=== Task inputs ===
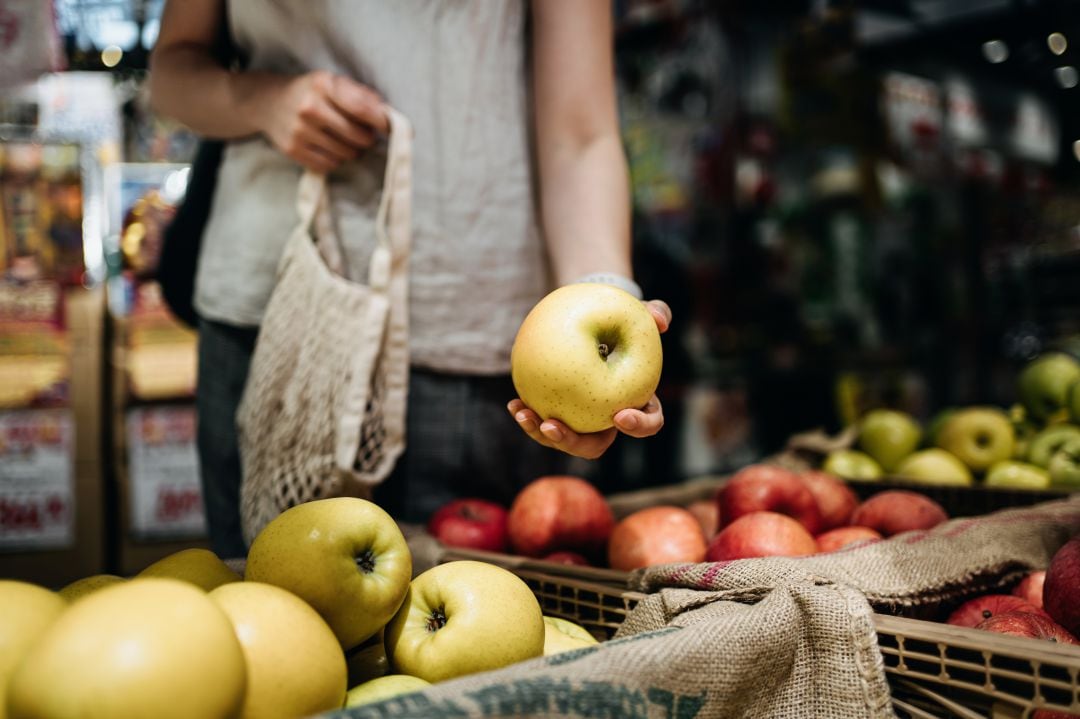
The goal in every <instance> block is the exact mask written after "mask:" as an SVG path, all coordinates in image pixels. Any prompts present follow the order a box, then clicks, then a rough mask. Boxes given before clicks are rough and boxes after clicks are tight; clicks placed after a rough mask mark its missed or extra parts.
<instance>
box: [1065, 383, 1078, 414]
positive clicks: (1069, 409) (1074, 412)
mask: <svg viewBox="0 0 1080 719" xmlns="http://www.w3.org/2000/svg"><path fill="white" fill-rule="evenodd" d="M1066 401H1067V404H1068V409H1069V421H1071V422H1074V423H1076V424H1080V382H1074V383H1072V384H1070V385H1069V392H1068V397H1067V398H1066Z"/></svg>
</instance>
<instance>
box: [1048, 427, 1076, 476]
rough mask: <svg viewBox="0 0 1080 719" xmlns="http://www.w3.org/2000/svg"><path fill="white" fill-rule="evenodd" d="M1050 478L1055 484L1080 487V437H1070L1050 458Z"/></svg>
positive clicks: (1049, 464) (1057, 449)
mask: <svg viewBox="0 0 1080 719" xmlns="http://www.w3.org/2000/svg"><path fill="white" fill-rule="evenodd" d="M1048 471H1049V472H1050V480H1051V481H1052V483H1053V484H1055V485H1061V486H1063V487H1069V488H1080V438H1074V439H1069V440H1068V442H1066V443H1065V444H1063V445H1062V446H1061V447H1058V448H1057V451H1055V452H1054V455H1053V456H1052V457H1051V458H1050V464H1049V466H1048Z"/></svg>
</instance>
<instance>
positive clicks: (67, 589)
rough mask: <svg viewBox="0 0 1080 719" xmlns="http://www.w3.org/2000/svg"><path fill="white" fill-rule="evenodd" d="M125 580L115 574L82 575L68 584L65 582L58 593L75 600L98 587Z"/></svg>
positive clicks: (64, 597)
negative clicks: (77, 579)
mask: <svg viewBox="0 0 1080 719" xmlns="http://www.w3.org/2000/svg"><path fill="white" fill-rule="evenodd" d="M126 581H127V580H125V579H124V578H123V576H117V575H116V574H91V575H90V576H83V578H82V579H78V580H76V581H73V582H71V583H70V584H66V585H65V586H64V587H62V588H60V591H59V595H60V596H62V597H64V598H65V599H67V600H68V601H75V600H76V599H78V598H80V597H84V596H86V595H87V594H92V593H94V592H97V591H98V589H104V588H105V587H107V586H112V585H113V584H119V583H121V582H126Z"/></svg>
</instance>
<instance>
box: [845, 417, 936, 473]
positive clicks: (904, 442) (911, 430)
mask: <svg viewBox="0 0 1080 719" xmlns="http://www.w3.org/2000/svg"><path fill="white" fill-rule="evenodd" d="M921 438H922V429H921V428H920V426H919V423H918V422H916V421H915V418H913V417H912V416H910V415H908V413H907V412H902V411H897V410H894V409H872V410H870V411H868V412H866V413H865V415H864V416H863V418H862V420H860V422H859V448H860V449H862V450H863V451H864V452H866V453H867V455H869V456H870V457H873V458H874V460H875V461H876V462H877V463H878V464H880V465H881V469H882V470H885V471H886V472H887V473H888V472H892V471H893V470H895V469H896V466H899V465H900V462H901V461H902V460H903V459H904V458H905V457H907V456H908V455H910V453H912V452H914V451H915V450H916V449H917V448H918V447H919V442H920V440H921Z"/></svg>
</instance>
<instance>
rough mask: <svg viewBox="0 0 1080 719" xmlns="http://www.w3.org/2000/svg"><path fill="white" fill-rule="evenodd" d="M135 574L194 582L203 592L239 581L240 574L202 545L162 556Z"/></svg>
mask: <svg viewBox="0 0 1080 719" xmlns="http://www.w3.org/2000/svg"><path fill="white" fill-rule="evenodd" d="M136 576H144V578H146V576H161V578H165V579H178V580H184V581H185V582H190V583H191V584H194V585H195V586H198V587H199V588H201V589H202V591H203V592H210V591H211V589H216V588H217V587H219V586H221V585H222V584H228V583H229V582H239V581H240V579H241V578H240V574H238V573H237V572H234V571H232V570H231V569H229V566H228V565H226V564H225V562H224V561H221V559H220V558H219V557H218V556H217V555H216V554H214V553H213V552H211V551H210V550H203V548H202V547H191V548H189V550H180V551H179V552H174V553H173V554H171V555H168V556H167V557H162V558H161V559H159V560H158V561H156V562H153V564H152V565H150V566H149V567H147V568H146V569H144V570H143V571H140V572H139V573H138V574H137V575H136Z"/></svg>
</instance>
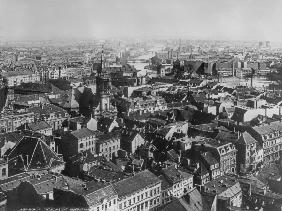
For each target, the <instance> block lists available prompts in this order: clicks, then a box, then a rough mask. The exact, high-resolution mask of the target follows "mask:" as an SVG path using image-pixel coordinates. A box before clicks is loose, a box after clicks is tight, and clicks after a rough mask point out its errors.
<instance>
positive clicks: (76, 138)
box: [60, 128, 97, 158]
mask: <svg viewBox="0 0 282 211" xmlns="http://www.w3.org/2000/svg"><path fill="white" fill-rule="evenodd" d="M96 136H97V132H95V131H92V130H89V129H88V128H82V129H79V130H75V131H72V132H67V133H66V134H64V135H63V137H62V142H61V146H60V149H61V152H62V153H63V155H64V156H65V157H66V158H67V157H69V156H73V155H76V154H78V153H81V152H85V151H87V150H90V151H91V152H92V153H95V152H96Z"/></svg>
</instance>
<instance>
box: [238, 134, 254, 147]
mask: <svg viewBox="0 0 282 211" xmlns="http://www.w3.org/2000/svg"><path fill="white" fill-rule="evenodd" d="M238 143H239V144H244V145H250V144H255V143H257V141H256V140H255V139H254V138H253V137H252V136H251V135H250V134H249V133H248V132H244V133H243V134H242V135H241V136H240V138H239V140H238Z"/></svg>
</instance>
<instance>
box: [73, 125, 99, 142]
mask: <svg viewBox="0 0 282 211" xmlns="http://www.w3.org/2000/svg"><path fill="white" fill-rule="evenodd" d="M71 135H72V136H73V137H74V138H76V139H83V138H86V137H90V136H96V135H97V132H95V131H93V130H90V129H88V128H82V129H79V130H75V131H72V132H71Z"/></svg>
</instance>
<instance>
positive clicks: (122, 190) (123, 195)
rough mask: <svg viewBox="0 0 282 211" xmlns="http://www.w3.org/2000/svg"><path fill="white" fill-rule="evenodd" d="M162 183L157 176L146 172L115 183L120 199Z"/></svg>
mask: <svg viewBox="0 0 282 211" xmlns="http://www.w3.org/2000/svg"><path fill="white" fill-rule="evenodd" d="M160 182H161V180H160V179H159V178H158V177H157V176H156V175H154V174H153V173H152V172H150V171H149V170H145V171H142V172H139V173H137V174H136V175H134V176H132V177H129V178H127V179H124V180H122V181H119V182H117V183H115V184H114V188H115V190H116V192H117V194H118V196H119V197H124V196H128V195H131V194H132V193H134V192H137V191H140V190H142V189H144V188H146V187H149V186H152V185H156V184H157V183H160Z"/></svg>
===
=== Task inputs ===
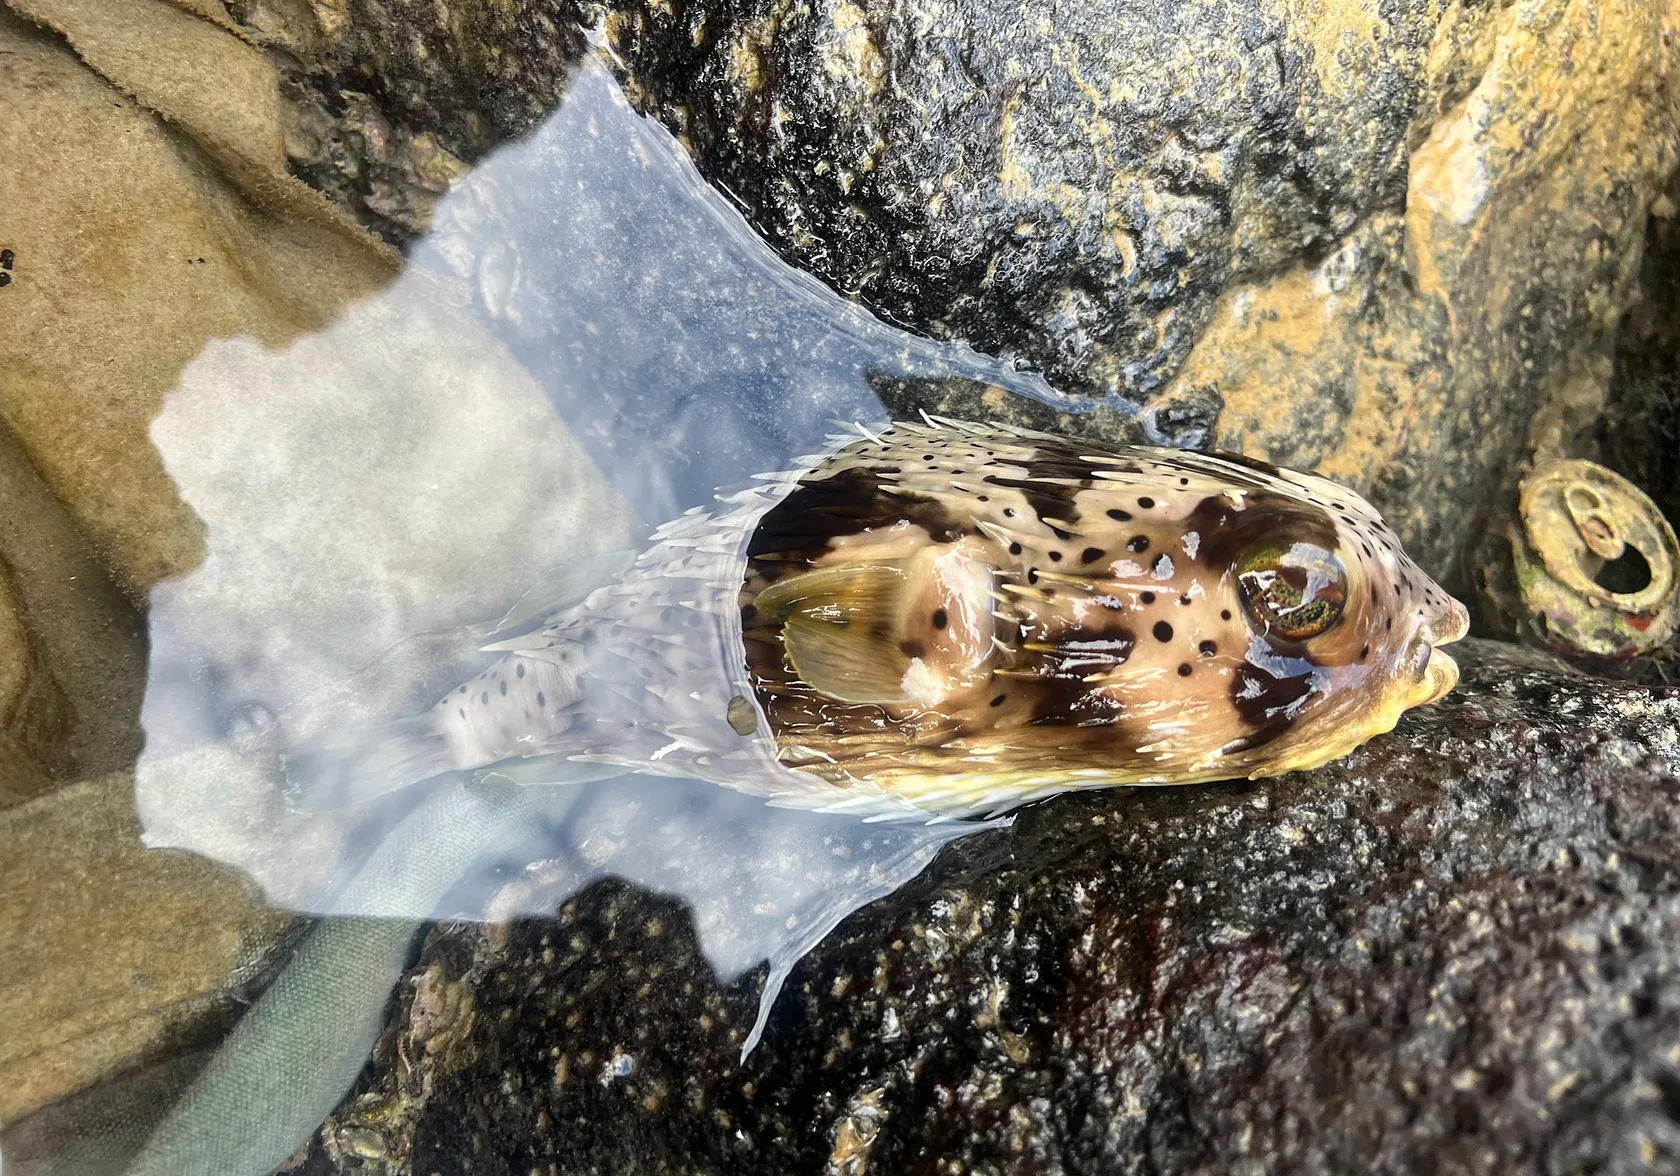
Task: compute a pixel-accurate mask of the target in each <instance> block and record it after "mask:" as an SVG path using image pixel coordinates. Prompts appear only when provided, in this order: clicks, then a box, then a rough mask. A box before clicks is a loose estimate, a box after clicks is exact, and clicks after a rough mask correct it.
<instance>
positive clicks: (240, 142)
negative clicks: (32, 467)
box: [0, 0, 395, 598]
===
◆ **Task to carry out**: Copy out the listing lines starting at the one containing "The goal in" and ending at the one containing "positive clicks: (64, 597)", including both of those lines.

◆ **Written solution**:
The goal in every <instance> block is the exact mask written after "mask:" as an SVG path, all coordinates in image pixels. Any prompts present follow the order a box, then clicks, then a rough mask. Boxes given before clicks are rough and boxes after clicks are tight; clicks placed after a rough mask mark its missed or extra parts.
<instance>
box: [1065, 383, 1078, 414]
positive clicks: (1069, 409) (1074, 412)
mask: <svg viewBox="0 0 1080 719" xmlns="http://www.w3.org/2000/svg"><path fill="white" fill-rule="evenodd" d="M1066 401H1067V404H1068V409H1069V421H1071V422H1074V423H1076V424H1080V382H1074V383H1072V384H1070V385H1069V392H1068V397H1067V398H1066Z"/></svg>
</instance>
<instance>
box: [1048, 427, 1076, 476]
rough mask: <svg viewBox="0 0 1080 719" xmlns="http://www.w3.org/2000/svg"><path fill="white" fill-rule="evenodd" d="M1050 478L1055 484L1080 487V437H1070L1050 458Z"/></svg>
positive clicks: (1049, 464) (1057, 449)
mask: <svg viewBox="0 0 1080 719" xmlns="http://www.w3.org/2000/svg"><path fill="white" fill-rule="evenodd" d="M1048 471H1049V472H1050V480H1051V481H1052V483H1053V484H1055V485H1061V486H1063V487H1069V488H1080V438H1074V439H1069V440H1068V442H1066V443H1065V444H1063V445H1062V446H1061V447H1058V448H1057V451H1055V452H1054V455H1053V456H1052V457H1051V458H1050V464H1049V466H1048Z"/></svg>
</instance>
<instance>
positive clicks: (67, 589)
rough mask: <svg viewBox="0 0 1080 719" xmlns="http://www.w3.org/2000/svg"><path fill="white" fill-rule="evenodd" d="M125 580L115 574L82 575L68 584L65 582L58 593L75 600L98 587Z"/></svg>
positive clicks: (64, 597)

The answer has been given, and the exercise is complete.